Jason Rutherglen made changes - 12/May/09 03:20 AM
Attachment LUCENE-1313.patch [ 12407841 ]
Jason Rutherglen added a comment - 12/May/09 07:24 PM
I think the easiest way to handle the ram buf size vs. the ram
dir size is the allow each to grow on request. I have some code
I need to test that implements it. This way we're growing based
on demand and availability. The only thing we may want to add is
a way to grow and perhaps automatically flush based on the
growth requested and perhaps prioritizing requests?

Jason Rutherglen added a comment - 19/May/09 09:59 PM
  • All tests pass, added more tests
  • Added DocumentsWriter.growRamBufferBy/growRamDirMaxBy methods
    that allow dynamically requesting more ram. We start off at
    50/50, ramdir/rambuffer. Then whenever one needs more, grow* is
    called.
  • We need a RAMPolicy class that allows customizing how ram is
    allocated. Currently the ramdir and the rambuffer compete for
    space, the user will presumably want to customize this.
  • I'm not sure the flushing always occurs when it should, and
    not sure yet how to test to insure it's flushing when it should
    (other than watching a log). What happened to the adding logging
    to Lucene patch?

Jason Rutherglen made changes - 19/May/09 09:59 PM
Attachment LUCENE-1313.patch [ 12408521 ]
Jason Rutherglen made changes - 20/May/09 04:31 AM
Description Realtime search with transactional semantics.

Possible future directions:
  * Optimistic concurrency
  * Replication

Encoding each transaction into a set of bytes by writing to a RAMDirectory enables replication. It is difficult to replicate using other methods because while the document may easily be serialized, the analyzer cannot.

I think this issue can hold realtime benchmarks which include indexing and searching concurrently.
Enable near realtime search in Lucene without external
dependencies. When RAM NRT is enabled, the implementation adds a
RAMDirectory to IndexWriter. Flushes go to the ramdir unless
there is no available space. Merges are completed in the ram
dir until there is no more available ram.

IW.optimize and IW.commit flush the ramdir to the primary
directory, all other operations try to keep segments in ram
until there is no more space.

Aim: Please repeat the part of the Lucene realtime search issue that opens with the words containing "Encoding each transaction" and closes with "more available ram.", substituting "in-memory directory" for "RAMDirectory".

Information shown:
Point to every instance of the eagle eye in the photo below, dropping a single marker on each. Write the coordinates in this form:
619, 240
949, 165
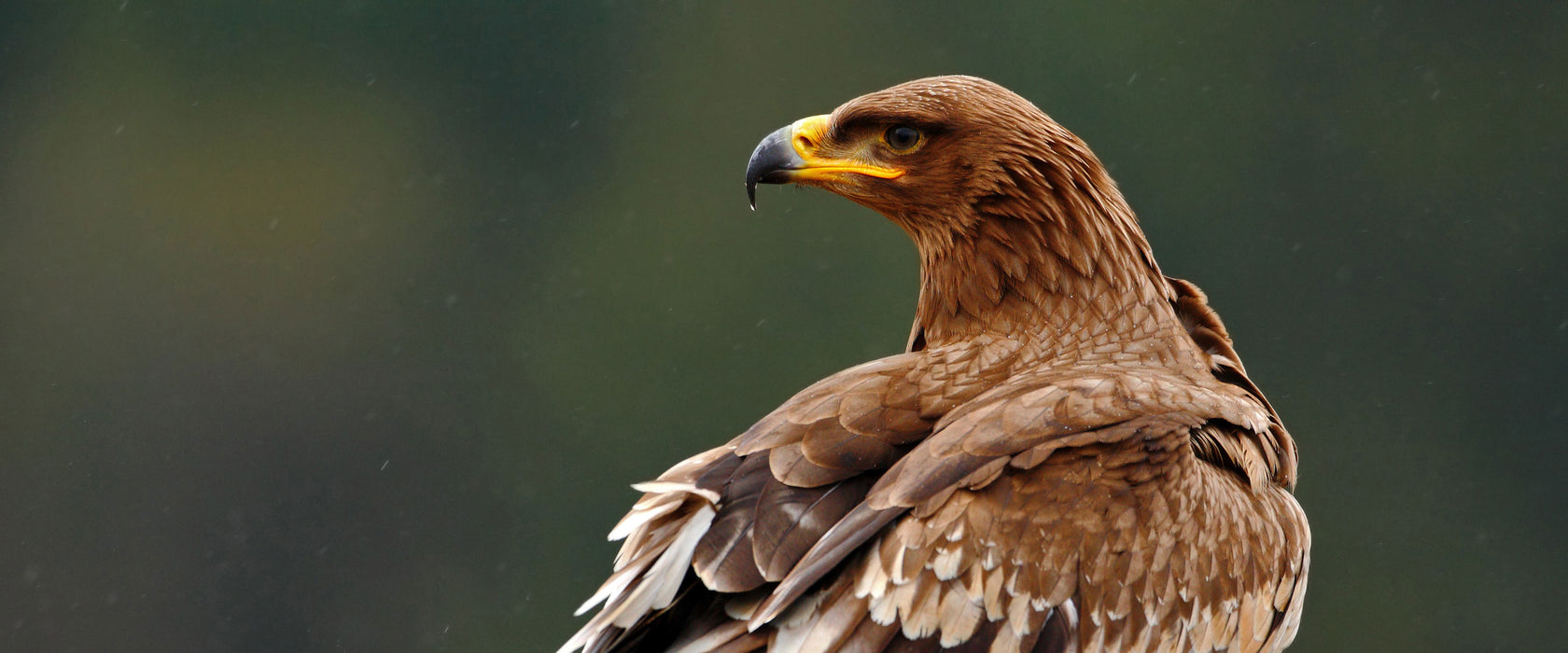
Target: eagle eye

Written reply:
Encoding each transaction into a set of bytes by writing to a in-memory directory enables replication. It is difficult to replicate using other methods because while the document may easily be serialized, the analyzer cannot.

I think this issue can hold realtime benchmarks which include indexing and searching concurrently.
Enable near realtime search in Lucene without external
dependencies. When RAM NRT is enabled, the implementation adds a
in-memory directory to IndexWriter. Flushes go to the ramdir unless
there is no available space. Merges are completed in the ram
dir until there is no more available ram.